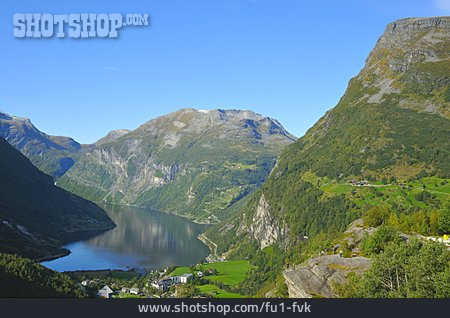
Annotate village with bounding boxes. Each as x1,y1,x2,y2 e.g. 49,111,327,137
71,262,243,298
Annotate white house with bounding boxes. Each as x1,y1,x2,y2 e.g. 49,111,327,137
130,287,139,295
180,274,194,284
97,285,114,298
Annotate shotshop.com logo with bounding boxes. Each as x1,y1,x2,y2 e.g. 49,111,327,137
13,13,149,38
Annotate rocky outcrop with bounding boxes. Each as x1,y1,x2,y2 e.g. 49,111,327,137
58,108,295,223
250,194,282,249
283,255,371,298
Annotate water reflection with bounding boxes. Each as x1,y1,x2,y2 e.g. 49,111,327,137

########

§ **Exercise goal**
Update all the entries above by replacing every "Annotate" with "Label" and keeping everything else the same. Omit the pictures from your answer.

§ **Task response**
Label village with bounding boxes. Each as x1,y1,x2,y2 e.g. 49,111,327,137
71,262,243,298
Label white house with bounding boxes. Each as x1,y1,x2,y2 e.g. 49,111,327,137
130,287,139,295
180,274,194,284
97,285,114,298
Label shotshop.com logo with bounding boxes. Each as x1,y1,x2,y2 e.g. 49,111,327,137
13,13,149,38
Label rocky outcrop with bounding boxes. Each as x1,y1,x2,y2 e.g. 49,111,327,137
58,108,295,223
250,194,282,249
283,255,371,298
Label water reflection with bounding boxes. Each as x1,y1,x2,y2 e.g. 49,111,327,137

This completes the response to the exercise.